Instructions for the task:
From the material below, pull each line containing the string "query".

######

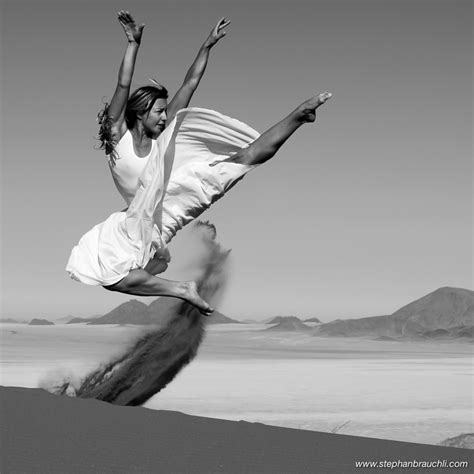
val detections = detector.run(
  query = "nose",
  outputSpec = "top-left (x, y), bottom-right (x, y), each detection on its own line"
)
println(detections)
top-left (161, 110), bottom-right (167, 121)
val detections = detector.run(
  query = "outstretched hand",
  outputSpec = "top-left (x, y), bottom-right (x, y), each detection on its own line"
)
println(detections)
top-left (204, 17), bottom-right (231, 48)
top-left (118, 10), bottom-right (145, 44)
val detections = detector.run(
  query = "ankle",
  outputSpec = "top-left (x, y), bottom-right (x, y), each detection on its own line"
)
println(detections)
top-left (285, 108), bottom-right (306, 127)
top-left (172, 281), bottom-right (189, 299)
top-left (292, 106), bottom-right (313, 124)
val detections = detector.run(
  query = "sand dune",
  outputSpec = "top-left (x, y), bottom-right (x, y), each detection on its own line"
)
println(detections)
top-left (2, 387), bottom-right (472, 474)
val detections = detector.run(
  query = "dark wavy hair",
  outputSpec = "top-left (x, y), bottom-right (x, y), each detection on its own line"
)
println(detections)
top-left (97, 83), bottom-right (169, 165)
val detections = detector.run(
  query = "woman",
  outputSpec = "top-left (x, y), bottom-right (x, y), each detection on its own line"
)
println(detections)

######

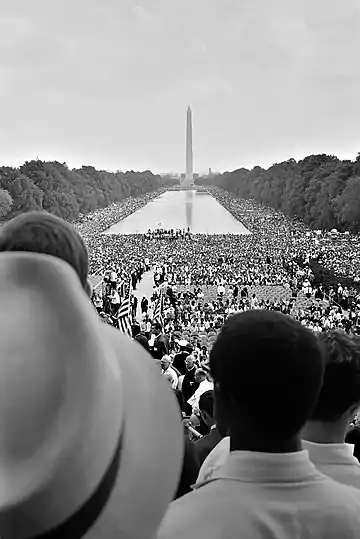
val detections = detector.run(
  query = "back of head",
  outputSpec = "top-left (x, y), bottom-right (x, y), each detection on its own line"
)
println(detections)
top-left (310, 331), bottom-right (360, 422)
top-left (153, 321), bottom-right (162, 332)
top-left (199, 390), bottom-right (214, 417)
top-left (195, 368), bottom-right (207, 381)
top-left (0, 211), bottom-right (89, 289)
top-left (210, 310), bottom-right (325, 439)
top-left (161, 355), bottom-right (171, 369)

######

Your response:
  query = "nose",
  query = "outstretched hand",
  query = "ankle",
  query = "sand dune",
  query = "dark wavy hair",
  query = "woman",
  query = "back of head",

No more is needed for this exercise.